Document section:
******************************

Ein ergonomisches Dialogsystem zur Steuerung von technischen Systemen in Wohnbereichen mittels Gestenerkennung
WS95/96 & SS96
1. Breig Marcus
2. Dechow Dietmar
3. Fellenberg Matthias
4. Jaeschke Reinhard
5. Jedamzik Michael
6. Kuleßa Thomas
7. Pukropski Dirk
8. Rief Dirk
9. Rosemann Dirk
10. Thümmler Axel

ARGUS is watching you!

Controlling appliances in home or office environments by hand gestures is a step towards a more intuitive and natural human computer interface. A vision system is watching the user and reacts to his gestures. The user is able to select brown or white goods by simply pointing towards them (deictic gesture). The system's feedback confirms the device, to which the user is pointing. The device selection is done by a special gesture (selection gesture) following the deictic gesture (or, in future, by voice input). Depending on the type of device, its internal state is switched (on/off for lamps, coffee maker etc.) or a device specific dialogue between the user and the device starts. Hence, the user is able to remote control his TV and VCR, his compact disc player or simply to switch on or off his lamp or coffee maker. This is presented in the short video, which was produced by the WDR television company of Dortmund (thanks to them for the publishing permission and their good job!).

******************************

Supplied data:
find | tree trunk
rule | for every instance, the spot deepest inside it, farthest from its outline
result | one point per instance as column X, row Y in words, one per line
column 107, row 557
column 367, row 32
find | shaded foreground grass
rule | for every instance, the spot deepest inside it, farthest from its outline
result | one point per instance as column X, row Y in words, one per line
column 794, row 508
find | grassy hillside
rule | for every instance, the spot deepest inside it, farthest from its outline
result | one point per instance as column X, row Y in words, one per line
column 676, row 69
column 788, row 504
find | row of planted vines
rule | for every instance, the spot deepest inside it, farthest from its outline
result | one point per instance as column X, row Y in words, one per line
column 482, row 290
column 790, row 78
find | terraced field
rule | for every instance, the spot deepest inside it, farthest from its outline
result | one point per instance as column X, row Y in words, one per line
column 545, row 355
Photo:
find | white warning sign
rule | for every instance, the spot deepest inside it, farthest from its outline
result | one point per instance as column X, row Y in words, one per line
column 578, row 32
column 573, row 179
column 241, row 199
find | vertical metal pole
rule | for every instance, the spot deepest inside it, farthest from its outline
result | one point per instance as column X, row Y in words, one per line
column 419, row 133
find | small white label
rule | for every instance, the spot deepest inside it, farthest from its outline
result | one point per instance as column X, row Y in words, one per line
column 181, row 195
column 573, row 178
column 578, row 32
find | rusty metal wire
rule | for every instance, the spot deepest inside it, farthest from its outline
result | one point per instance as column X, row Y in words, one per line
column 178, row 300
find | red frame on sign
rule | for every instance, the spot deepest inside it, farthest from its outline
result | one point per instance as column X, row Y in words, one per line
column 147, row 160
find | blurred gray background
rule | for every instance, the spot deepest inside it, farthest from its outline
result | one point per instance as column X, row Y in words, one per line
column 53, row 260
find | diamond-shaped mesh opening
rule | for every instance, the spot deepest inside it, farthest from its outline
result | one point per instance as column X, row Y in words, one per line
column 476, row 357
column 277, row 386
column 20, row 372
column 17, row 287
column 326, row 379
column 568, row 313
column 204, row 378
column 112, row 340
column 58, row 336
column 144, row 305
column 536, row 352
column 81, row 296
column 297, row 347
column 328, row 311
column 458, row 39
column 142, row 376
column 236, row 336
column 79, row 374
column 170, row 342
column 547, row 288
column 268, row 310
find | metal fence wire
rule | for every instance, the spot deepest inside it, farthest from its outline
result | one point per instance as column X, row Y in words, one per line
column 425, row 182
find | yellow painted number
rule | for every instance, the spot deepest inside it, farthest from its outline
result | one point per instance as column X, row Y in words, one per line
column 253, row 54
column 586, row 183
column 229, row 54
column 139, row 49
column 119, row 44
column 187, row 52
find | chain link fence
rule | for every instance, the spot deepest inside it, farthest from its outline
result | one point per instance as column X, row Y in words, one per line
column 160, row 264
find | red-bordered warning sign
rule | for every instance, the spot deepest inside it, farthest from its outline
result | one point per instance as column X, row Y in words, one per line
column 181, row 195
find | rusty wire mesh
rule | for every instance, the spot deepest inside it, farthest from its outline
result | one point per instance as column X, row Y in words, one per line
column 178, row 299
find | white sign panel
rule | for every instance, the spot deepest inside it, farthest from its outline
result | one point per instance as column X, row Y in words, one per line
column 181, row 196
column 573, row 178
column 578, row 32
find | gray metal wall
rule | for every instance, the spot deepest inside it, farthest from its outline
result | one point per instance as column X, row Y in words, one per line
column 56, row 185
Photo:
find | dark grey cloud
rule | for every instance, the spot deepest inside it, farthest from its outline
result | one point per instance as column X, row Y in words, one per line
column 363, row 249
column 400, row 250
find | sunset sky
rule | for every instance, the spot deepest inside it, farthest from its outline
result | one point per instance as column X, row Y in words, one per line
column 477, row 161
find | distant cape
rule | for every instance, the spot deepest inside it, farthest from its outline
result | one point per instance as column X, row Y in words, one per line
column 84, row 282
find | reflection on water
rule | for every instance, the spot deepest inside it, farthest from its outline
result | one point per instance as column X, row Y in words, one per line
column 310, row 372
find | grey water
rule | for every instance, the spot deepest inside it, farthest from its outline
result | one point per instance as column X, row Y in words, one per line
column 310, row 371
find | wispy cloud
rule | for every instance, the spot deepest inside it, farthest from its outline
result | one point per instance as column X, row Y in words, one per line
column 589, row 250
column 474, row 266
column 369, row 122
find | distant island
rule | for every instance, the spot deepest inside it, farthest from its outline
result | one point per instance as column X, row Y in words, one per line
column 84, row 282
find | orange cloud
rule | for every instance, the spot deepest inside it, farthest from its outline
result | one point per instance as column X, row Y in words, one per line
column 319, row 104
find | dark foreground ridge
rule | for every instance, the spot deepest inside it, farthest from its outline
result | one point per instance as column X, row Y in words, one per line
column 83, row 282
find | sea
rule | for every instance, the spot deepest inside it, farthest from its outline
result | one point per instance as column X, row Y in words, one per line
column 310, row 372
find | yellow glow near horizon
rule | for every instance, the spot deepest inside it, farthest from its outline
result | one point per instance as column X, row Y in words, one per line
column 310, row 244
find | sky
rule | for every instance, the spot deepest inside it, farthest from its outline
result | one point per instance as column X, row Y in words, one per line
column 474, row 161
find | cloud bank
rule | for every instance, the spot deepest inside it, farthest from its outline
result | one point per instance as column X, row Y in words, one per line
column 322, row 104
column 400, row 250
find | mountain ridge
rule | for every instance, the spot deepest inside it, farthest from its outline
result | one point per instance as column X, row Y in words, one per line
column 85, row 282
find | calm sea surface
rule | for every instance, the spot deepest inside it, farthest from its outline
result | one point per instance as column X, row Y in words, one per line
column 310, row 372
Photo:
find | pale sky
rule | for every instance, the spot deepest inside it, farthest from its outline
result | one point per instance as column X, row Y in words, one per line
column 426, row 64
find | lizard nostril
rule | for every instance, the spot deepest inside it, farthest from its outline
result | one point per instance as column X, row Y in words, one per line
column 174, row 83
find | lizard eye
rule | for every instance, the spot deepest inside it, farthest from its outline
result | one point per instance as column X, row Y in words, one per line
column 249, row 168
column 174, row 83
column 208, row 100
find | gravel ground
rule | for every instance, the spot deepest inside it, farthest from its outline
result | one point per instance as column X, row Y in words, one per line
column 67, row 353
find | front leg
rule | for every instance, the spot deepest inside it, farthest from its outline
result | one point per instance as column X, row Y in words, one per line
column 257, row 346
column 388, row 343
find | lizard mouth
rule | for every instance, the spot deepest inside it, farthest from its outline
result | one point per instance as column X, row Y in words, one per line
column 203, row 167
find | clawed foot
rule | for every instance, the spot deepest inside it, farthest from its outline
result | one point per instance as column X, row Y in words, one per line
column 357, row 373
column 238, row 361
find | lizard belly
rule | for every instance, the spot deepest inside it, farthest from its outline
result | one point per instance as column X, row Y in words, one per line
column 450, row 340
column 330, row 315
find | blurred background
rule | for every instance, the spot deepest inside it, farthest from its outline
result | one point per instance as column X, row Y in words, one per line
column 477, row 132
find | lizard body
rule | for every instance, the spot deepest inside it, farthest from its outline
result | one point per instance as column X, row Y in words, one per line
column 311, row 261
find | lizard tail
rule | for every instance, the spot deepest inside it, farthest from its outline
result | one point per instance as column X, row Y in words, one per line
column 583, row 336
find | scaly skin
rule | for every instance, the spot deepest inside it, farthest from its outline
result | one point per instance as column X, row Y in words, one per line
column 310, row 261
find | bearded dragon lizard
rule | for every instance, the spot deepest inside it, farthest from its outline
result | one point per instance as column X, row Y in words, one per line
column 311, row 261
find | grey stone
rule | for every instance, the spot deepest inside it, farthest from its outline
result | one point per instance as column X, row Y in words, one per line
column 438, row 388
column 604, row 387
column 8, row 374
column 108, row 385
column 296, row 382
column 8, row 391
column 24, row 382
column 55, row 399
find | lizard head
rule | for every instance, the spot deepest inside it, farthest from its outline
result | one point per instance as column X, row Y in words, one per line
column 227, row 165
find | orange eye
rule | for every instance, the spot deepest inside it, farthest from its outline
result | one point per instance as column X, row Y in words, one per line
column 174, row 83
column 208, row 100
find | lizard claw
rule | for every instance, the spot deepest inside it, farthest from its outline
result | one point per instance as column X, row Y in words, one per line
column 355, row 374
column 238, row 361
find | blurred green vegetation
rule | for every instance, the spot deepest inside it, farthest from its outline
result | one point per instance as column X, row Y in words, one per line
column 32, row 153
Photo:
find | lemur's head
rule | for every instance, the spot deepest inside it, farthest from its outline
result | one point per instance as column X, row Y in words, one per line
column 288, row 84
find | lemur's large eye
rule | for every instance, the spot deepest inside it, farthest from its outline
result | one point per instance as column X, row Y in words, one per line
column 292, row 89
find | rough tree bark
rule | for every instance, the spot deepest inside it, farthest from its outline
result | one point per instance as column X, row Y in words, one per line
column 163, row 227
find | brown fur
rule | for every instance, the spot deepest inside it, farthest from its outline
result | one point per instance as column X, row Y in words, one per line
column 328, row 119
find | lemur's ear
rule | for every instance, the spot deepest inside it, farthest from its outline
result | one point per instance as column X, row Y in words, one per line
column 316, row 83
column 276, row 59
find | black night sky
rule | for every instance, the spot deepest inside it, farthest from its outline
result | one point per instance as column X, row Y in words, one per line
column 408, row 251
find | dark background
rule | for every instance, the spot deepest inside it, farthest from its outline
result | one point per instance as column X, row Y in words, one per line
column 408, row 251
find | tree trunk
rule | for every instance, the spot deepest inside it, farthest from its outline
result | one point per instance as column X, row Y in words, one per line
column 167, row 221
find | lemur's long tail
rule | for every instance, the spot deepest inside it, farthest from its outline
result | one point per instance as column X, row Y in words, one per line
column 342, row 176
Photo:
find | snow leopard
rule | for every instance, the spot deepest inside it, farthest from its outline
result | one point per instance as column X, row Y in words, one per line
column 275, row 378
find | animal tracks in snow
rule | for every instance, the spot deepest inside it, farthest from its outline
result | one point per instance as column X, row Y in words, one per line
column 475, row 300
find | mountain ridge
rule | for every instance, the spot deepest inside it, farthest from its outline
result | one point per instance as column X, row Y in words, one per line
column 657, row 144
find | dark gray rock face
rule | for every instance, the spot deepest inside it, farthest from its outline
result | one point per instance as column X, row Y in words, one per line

******************************

Exercises:
A. Please rewrite the gesture-control project page from the words "Ein ergonomisches Dialogsystem" through "is watching you!", swapping "ARGUS" for "HERMES".
B. Write the next part of the gesture-control project page, continuing from its final sentence.

Responses for each task:
A.
Ein ergonomisches Dialogsystem zur Steuerung von technischen Systemen in Wohnbereichen mittels Gestenerkennung
WS95/96 & SS96
1. Breig Marcus
2. Dechow Dietmar
3. Fellenberg Matthias
4. Jaeschke Reinhard
5. Jedamzik Michael
6. Kuleßa Thomas
7. Pukropski Dirk
8. Rief Dirk
9. Rosemann Dirk
10. Thümmler Axel

HERMES is watching you!

B.
ARGUS (9,45 MB QuickTime Video) The video is available in three video formats (9,45 MB .mov, 7,45 MB .mov [24 bit], 12,1 MB .avi, 16,55 MB .flc). First it shows the "prototyp" infra red transmitter, which was connected to the computer and which controlled the video and audio devices. Before application of the system the cameras must be calibrated. After calibration a typical gesture sequence is shown for controlling the VCR. The play gesture, for example, is the "victory" gesture. On the computer's screen the top windows show the camera view of the left and right camera. The brighter regions are the hand and the head of the user. The six smaller windows beneath show the color histograms of the head, the left and the right hand for both cameras. Now a dialogue is shown: The user selects a device by pointing. During pointing the computer feeds back the device (sound feedback and feedback on the screen), it recognizes to be pointed to by the user. The selection is executed by lowering the thumb (selection gesture). The CD player reacts. In the next scene the user controls the VCR by gestures and switches on the light. In the window of the camera view the head and hand and their surrounding boxes can be seen. The device specific dialogue, the feedback etc. is configurable through a device editor available in the prototype.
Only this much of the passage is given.